'''
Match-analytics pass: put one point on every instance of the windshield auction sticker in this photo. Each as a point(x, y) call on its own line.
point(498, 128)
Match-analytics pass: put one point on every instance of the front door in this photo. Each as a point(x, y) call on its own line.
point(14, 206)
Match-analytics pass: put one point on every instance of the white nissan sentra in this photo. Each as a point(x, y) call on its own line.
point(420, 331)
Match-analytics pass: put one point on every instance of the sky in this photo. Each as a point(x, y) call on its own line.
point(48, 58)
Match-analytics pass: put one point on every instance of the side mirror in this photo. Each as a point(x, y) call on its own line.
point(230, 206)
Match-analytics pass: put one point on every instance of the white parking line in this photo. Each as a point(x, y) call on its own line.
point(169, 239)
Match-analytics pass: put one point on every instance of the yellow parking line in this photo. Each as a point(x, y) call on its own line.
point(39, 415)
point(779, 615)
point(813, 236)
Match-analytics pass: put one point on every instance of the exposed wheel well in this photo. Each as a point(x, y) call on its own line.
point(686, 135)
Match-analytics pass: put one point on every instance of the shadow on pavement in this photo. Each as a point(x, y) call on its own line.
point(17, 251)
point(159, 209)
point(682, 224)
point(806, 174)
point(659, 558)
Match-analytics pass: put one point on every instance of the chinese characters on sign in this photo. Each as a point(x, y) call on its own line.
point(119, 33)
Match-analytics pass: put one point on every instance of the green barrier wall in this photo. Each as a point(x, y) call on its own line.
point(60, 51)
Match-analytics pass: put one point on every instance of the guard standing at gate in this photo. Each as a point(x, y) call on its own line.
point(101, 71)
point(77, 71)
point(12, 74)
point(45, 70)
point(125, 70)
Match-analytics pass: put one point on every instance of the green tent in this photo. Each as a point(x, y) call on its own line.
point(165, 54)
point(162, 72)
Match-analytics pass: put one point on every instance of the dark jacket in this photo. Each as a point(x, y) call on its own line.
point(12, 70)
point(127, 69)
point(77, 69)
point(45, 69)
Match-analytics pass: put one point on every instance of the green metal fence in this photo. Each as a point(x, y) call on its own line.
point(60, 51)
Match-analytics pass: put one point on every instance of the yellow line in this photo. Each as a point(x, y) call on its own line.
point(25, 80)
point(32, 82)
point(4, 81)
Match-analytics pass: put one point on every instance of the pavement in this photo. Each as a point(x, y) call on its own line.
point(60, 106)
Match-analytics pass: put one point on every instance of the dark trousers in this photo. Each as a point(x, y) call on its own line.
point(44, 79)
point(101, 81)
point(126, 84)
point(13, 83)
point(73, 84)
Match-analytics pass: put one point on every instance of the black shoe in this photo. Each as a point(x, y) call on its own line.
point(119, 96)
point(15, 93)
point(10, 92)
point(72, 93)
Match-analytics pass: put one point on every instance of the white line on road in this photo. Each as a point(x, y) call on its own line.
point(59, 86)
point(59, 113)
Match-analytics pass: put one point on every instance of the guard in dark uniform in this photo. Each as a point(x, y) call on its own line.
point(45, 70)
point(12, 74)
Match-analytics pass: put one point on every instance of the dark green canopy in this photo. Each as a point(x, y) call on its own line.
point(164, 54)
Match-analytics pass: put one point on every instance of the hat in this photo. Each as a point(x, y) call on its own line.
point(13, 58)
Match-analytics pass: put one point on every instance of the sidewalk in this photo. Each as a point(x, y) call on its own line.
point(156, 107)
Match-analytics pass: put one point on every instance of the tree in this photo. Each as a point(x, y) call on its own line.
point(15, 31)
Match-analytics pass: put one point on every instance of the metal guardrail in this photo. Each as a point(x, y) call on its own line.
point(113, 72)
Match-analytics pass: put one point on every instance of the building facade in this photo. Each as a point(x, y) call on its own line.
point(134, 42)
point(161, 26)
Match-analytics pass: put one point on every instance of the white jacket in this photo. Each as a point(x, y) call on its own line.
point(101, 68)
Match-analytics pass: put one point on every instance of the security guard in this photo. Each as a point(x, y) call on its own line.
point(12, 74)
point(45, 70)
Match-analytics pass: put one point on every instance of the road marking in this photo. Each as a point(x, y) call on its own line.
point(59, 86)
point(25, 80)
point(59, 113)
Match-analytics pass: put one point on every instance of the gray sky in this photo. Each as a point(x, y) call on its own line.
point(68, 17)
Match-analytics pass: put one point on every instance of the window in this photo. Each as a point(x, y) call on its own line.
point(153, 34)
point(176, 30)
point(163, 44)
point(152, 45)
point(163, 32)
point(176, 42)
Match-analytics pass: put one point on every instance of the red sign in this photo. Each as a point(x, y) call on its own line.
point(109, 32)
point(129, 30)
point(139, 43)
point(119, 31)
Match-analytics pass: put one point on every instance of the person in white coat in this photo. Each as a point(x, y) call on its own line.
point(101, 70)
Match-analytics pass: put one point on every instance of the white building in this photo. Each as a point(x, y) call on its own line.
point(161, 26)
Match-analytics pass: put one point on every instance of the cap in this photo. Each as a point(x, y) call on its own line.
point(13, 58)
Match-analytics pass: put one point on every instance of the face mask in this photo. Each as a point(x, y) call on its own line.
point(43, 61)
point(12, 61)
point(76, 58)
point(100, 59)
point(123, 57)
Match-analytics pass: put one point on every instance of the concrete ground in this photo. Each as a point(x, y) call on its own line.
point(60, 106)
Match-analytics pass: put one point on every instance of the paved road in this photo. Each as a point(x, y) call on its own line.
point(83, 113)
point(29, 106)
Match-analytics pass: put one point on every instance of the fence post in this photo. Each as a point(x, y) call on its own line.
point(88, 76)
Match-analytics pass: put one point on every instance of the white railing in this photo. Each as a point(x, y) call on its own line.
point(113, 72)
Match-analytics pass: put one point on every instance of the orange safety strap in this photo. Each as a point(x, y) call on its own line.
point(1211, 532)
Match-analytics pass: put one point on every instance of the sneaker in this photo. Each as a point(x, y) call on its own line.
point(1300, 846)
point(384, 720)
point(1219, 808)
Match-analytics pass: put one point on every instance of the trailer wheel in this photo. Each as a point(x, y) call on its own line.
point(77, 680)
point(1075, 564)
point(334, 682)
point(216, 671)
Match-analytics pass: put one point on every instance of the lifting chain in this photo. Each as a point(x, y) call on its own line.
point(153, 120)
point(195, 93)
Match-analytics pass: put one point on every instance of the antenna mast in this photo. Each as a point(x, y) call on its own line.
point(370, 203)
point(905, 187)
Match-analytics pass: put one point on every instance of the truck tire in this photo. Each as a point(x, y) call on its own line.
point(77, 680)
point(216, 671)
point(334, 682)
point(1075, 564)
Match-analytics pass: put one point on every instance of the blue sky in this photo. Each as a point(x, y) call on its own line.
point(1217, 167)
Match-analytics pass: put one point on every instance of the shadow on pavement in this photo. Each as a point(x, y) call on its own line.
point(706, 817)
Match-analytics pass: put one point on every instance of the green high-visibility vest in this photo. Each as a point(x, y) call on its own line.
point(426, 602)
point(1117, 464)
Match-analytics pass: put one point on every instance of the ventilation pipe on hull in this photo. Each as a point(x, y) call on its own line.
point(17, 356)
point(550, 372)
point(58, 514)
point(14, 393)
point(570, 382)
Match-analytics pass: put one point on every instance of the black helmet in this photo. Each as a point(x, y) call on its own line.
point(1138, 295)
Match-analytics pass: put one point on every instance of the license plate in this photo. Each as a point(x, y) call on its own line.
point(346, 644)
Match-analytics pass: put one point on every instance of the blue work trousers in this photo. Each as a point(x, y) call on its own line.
'''
• [Exercise]: Can you output all of the lines above exactly as they appear, with nothing changed?

• [Solution to this problem]:
Match-analytics pass: put one point on every instance of the windshield auction sticker in this photo. Each as a point(x, y) call on its own line.
point(498, 128)
Match-analytics pass: put one point on every instance of the front door in this photo. Each as a point(x, y) call on its own line.
point(14, 206)
Match-analytics pass: put one point on every instance of the white nissan sentra in this photo. Each as a point(x, y) call on its own line.
point(420, 331)
Match-analytics pass: put one point on every instance of the sky in this photo. Each as a point(x, y) call on its own line.
point(48, 58)
Match-analytics pass: put one point on every instance of the side mirror in this photo. Each as a point(x, y) call on its own line.
point(230, 206)
Match-analytics pass: put one point on every instance of the white parking line in this photo. Each as a point(x, y) call on its own line.
point(169, 239)
Match-analytics pass: put one point on every instance of the yellow parking line in this photo. Each as a point(x, y) call on its own line.
point(39, 415)
point(779, 615)
point(813, 236)
Match-analytics pass: put one point on every instance of the exposed wheel well in this photo. Each as a point(x, y) call on its own line.
point(686, 135)
Match-analytics pass: put one point on every instance of the shadow on pavement in this photo. Each as a point(x, y) call on its own line.
point(17, 251)
point(159, 209)
point(682, 224)
point(806, 174)
point(659, 558)
Match-analytics pass: put one point on every instance of the chinese characters on sign in this photo. Each as a point(x, y) call on its own line.
point(119, 33)
Match-analytics pass: put one point on every instance of the green barrier wall in this photo. Each as a point(x, y) call on its own line.
point(60, 51)
Match-analytics pass: put one point on every instance of the guard standing at gate in this photo. Each as a point(x, y) call on its own line.
point(101, 71)
point(77, 71)
point(12, 74)
point(45, 70)
point(125, 70)
Match-analytics pass: put one point on every instance of the green tent in this photo. Each as a point(x, y) call on its own line.
point(165, 54)
point(162, 72)
Match-analytics pass: put one point on every instance of the dark jacket in this photo. Each as a point(x, y) call on its own line.
point(12, 70)
point(127, 69)
point(77, 69)
point(45, 69)
Match-analytics pass: put one point on every instance of the green metal fence in this photo. Each as a point(x, y) call on its own line.
point(60, 51)
Match-analytics pass: put one point on every instance of the yellow line in this photo. Each as a point(x, y) call on its own line.
point(25, 80)
point(32, 82)
point(4, 81)
Match-analytics pass: put one point on every instance of the pavement in this photo. Each as a point(x, y) call on its own line.
point(60, 106)
Match-analytics pass: put one point on every instance of the dark trousers in this photo. Each as a point(x, y) call on its own line.
point(44, 79)
point(101, 81)
point(126, 84)
point(13, 83)
point(73, 84)
Match-analytics pass: put one point on every instance of the black shoe in this photo. Each as a point(x, y) call on its own line.
point(119, 96)
point(15, 93)
point(10, 92)
point(72, 93)
Match-analytics pass: put one point on every instance of the white line on road in this photo. Each as a point(x, y) call on its own line.
point(59, 86)
point(59, 113)
Match-analytics pass: put one point on every instance of the guard in dark uniform in this photo. Each as a point(x, y) call on its own line.
point(45, 70)
point(12, 74)
Match-analytics pass: put one point on every instance of the dark green canopy in this photo. Each as a point(x, y) call on its own line.
point(164, 54)
Match-analytics pass: put one point on every instance of the hat in this photo. Each as a point(x, y) call on its own line.
point(13, 58)
Match-analytics pass: put one point on every instance of the sidewalk in this photo. Each as a point(x, y) call on its own line.
point(156, 107)
Match-analytics pass: put one point on every instance of the tree in this photo. Each as a point(x, y) call on its own line.
point(15, 31)
Match-analytics pass: put one point on every instance of the metal guardrail in this photo. Each as a point(x, y) call on its own line.
point(113, 72)
Match-analytics pass: put one point on every instance of the building facade in this photo. Each as a point(x, y) call on its own line.
point(134, 42)
point(161, 26)
Match-analytics pass: put one point on every instance of the white jacket in this photo. Each as a point(x, y) call on its own line.
point(101, 68)
Match-analytics pass: put one point on every instance of the security guard in this photo. Each as a point(x, y) call on its own line.
point(12, 74)
point(45, 70)
Match-analytics pass: put one point on every instance of the road marking in this photo. Each as a point(x, y) call on its own line.
point(59, 86)
point(25, 80)
point(59, 113)
Match-analytics pass: put one point on every instance of the gray sky in this photo. Each as a point(x, y) call on its own line.
point(68, 17)
Match-analytics pass: put one point on every instance of the window in this photo. Each as a point(x, y) call on its own line.
point(153, 34)
point(176, 30)
point(163, 44)
point(152, 45)
point(163, 32)
point(176, 42)
Match-analytics pass: put one point on every instance of the red sign in this photo. Each as a point(x, y) call on its own line.
point(109, 32)
point(129, 30)
point(139, 43)
point(119, 31)
Match-analytics pass: put one point on every instance of the person in white coat in this photo. Each as a point(x, y) call on its own line.
point(101, 70)
Match-analytics pass: put one point on every instance of the white building in this photo. Each as a point(x, y) call on its own line.
point(161, 26)
Match-analytics pass: put one point on every instance of the cap in this photo. Each as a point(x, y) call on its own line.
point(13, 58)
Match-analytics pass: put one point on every instance of the face mask in this photo. Each as a point(x, y) call on its own line.
point(43, 61)
point(12, 61)
point(76, 58)
point(100, 59)
point(123, 57)
Match-analytics pass: put one point on every instance of the concrete ground in this photo. Each as a point(x, y) call on its own line.
point(60, 106)
Match-analytics pass: put one point on every instance of the paved road in this photo. Each as a point(x, y) call on its own line.
point(83, 113)
point(29, 106)
Match-analytics pass: put one point on every instance of the fence post in this photo. Each as a point(x, y) call on its own line.
point(88, 76)
Match-analytics pass: put one point on every instance of the white railing in this photo. Each as a point(x, y) call on its own line.
point(113, 72)
Match-analytics pass: put one point on every instance of the orange safety strap in this photo. Each as a point(x, y) call on its own line.
point(1211, 532)
Match-analytics pass: put one point on every instance of the sneaker in this photo. Each as a point(x, y) call on its own line.
point(1300, 846)
point(384, 720)
point(1219, 808)
Match-analytics pass: put one point on every instance of the trailer wheel in this photo. Each as a point(x, y) call on its own line.
point(77, 680)
point(1075, 564)
point(334, 682)
point(216, 671)
Match-analytics pass: put one point on every instance of the lifting chain in this photo. Each as a point(x, y) call on its own line.
point(153, 120)
point(195, 93)
Match-analytics pass: put one point on every instance of the antenna mast in this photo. Each as a point(x, y) call on its own line.
point(370, 203)
point(905, 187)
Match-analytics pass: put one point on every instance of the truck tire in this photo. Each as a point(x, y) call on its own line.
point(77, 680)
point(216, 671)
point(334, 682)
point(1075, 564)
Match-analytics pass: put one point on every instance of the blue sky in this photo. Each as a point(x, y) call on its own line.
point(1217, 167)
Match-analytics pass: put one point on every instance of the shadow on pavement in this photo. Each as a point(x, y) call on its own line.
point(706, 817)
Match-analytics pass: put one point on every instance of the green high-visibility vest in this photo. Each as a point(x, y) call on its own line.
point(426, 602)
point(1117, 464)
Match-analytics pass: put one point on every instance of the ventilation pipe on hull in this photo. Each as a point(x, y) call on its own line.
point(17, 356)
point(550, 372)
point(58, 514)
point(14, 393)
point(570, 382)
Match-analytics pass: put one point on every instance of the black helmet in this photo. Each as a point(x, y) call on its own line.
point(1138, 295)
Match-analytics pass: put one point on every instance of the license plate in this photo. Each as a point(x, y) call on its own line.
point(346, 644)
Match-analytics pass: put one point on every instance of the blue work trousers in this photo. Each as a point(x, y) call on its own line.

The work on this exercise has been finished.